= TASK INSTRUCTIONS =
A. According to the article on rural health care in Cranbrook, which four areas of need at East Kootenay Regional Hospital does the space utilization plan examine?
B. Extend the article on rural health care in Cranbrook, beginning after its final paragraph.

= EXTRACTED TEXT =
Content starts

The Cranbrook business community heard about the challenges of delivering rural health care during a presentation that included Susan Brown, the president and CEO of Interior Health, on Thursday in Cranbrook.
Brown, who took over the IHA leadership from Chris Mazurkewich last year, participated in a Q&A session during a Chamber of Commerce event and spoke about ongoing challenges at the East Kootenay Regional Hospital, issues with patient transfers to Alberta and health care staffing and recruitment to the area.
Bill Bennett, the president of the Cranbrook Rotary Club and former MLA, led the session with questions gathered from the community, as well as those submitted from the audience.
Bennett led with a question on the IHA’s development of a master plan for East Kootenay Regional Hospital.
Brown said the organization opted for a space utilization plan to take a closer look at four areas of need at the hospital, which include oncology, pharmacy, dialysis and the laboratory.
“We know that all of those specific areas need new space, either to grow and expand or better space just to accommodate new standards of care,” Brown said.
The space utilization plan allows the consulting team to gather information and better understand a higher level cost-estimate of what it would take to make those projects come alive, she added.
Coming in at roughly $200 million, Brown says those proposals will be included as one project in a grouping of 10 priority investments that the IHA brings forward to the provincial government.
Currently, there is a $1.45 million project to renovate the pharmacy and move the compounding rooms into a new area with proper ventilation in order to meet new incoming national standards. Other projects include a renovation of the biomedical lab and adding new urology diagnostic equipment.
On cancer care, Brown said the EKRH sees roughly 220 patients in various stages of treatment and notes that oncology is one of the projects that carries priority. However, Kelowna is only place within the IH jurisdiction that delivers radiation therapy.
“It is a hardship on families and patients to go for radiation therapy when it’s far away from home,” she acknowledged.
A study is currently in the works in partnership with the B.C. Cancer Agency to look at radiation therapy needs in the Interior Health region, Brown added.
Addressing the self-described elephant in the room, Bennett asked about patient transfers from the East Kootenay to Alberta, specifically Calgary or Lethbridge, and why health care options across the border have all but dried up.
Brown said that Interior Health has reciprocal agreements with Alberta on time-sensitive health care issues, such as trauma, stroke or dialysis.
However, it’s a different story for scheduled care, Brown said.
“For people who want scheduled care, to go to Alberta is definitely increasingly challenging,” she said. “Alberta has signalled to us, we’ve done some work through the Ministry of Health, that they have increasing wait times in their own province and, as you know, health care is governed provincially, for the most part. So their priority is their residents and we will be focusing as much as possible on wait times within our own jurisdiction.”
Recruitment is always an ongoing issue for rural areas, but Brown said two anesthesia specialists are in Cranbrook, stabilizing a shortage that the area had been experiencing.
Two additional pathologists have been hired on at the EKRH lab and two orthopaedic surgeons are coming as well, Brown added.
“This year, there’s been quite a concentration of recruitment within this area and we continue to showcase other opportunities within the Kootenays as a whole,” Brown said.

Content ends

= DATA EXCERPTS =
Content starts

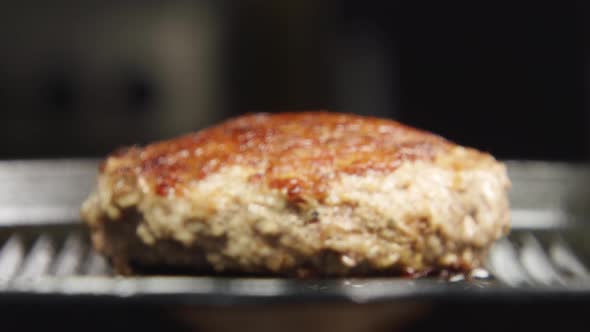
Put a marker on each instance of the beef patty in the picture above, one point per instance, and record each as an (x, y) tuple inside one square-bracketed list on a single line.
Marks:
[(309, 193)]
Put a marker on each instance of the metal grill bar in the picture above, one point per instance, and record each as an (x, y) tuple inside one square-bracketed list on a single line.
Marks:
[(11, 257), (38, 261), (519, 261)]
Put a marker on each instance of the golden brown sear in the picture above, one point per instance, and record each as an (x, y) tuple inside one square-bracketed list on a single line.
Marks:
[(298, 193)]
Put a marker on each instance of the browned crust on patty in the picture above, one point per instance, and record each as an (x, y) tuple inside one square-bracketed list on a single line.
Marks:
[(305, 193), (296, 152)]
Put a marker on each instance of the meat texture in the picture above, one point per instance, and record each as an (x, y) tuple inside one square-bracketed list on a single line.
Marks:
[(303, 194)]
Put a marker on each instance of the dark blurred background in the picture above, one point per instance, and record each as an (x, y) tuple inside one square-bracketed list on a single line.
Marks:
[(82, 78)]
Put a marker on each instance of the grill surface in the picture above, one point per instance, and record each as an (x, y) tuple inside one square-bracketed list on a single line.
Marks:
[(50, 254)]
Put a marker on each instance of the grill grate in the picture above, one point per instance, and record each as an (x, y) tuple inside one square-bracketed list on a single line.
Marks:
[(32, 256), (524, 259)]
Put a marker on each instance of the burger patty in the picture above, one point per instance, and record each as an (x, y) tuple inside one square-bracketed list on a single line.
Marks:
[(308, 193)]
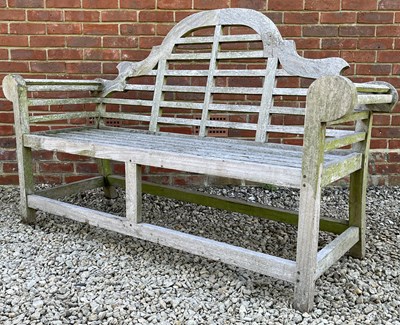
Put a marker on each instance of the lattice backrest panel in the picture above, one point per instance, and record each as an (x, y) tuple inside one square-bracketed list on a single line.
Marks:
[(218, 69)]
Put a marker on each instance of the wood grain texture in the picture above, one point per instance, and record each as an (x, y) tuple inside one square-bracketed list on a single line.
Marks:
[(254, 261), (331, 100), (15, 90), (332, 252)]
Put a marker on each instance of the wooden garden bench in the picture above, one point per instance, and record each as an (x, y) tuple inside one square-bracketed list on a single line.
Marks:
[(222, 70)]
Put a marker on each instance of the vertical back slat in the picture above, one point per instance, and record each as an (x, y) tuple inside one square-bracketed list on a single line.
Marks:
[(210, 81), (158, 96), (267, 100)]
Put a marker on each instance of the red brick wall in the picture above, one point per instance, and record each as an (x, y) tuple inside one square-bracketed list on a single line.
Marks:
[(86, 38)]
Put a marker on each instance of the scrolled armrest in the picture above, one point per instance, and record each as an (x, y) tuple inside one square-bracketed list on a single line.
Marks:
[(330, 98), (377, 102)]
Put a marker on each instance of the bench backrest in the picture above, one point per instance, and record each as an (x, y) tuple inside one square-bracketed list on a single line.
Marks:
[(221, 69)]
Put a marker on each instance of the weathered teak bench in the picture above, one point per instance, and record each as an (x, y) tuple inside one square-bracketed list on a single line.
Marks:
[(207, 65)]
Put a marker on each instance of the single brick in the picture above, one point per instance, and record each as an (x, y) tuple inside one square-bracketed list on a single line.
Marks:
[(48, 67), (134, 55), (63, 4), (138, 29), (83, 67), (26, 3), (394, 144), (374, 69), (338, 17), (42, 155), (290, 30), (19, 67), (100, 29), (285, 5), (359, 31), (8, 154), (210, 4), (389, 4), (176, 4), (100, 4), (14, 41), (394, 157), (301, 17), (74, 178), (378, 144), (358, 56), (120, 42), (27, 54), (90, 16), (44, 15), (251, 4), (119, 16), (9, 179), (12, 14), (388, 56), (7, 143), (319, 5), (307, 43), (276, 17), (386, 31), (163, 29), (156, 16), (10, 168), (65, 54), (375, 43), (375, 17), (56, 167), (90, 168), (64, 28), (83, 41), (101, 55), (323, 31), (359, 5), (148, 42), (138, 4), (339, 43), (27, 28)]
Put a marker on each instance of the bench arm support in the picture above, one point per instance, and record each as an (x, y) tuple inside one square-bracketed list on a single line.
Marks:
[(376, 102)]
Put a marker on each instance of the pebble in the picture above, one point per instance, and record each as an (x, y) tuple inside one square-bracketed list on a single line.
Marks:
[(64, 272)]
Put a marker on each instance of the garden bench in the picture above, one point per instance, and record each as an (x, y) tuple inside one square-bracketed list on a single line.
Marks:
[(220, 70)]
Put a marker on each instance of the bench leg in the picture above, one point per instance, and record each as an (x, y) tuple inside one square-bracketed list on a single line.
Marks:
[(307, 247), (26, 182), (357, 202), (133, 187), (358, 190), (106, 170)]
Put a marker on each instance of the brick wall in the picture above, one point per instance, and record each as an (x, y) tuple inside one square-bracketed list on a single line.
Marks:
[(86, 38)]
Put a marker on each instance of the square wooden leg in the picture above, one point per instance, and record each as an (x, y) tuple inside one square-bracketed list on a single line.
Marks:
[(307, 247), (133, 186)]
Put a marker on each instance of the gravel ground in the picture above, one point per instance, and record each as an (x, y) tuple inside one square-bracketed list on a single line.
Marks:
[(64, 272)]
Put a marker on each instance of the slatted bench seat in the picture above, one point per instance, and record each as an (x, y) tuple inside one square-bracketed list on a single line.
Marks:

Content ends

= ACTIVITY ANSWERS =
A. Oncology, pharmacy, dialysis and the laboratory.

B.
On seniors care, Brown said Interior Health is focusing on wrapping services and programs around seniors with the goal of prolonging home-based care as long as possible. Brown said there are better health care outcomes when seniors are able to remain in their homes, while it also reduces impacts on health care facilities.
The conversation got a little spicier when the topic shifted focus to the emergency department at the EKRH.
Brown explained that IH has been working with family physicians in various regions to set up primary care networks, with the East Kootenay Division of Family Practice and other stakeholders providing input for a local plan.
The goal is to reduce pressure from the emergency department resources by engaging with primary care providers or home care providers.
“It’s a substantial amount of people that we’ve asked for, it’s in the multi-millions [dollars], and we’re just waiting on approval for that,” said Brown. “So that would really help people who don’t have access to a physician or a nurse practitioner at this point in time, then the emergency department would be alleviated and more used for that higher level of care.”
A local doctor who works in the emergency department stood up to highlight her concerns working directly inside facility, with issues ranging from less hours of ER doctor coverage, less examine rooms, less specialist coverage, and alleged ER nursing training gaps.
Overcapacity is another issue, as emergency room beds are often filled from a no-refusal policy with referral facilities, the doctor said.
The doctor also noted low morale and high nursing turnover.
In response, Brown said all nurses in training across the province are educated to a universal standard and noted that there are internal processes the doctor can take to address her concerns.
Brown was announced as Interior Health’s president and CEO in October last year, and has been an executive with the organization since 2011, starting first as Vice President of Tertiary Services before moving to Vice President and Chief Operating Officer, Hospitals and Communities.
Before coming to Interior health, Brown worked with Fraser Health in the Lower Mainland. She holds a Masters of Health Studies and a Bachelor of Science in Nursing and has worked in the health care field for 30 years in Canada and the United Kingdom.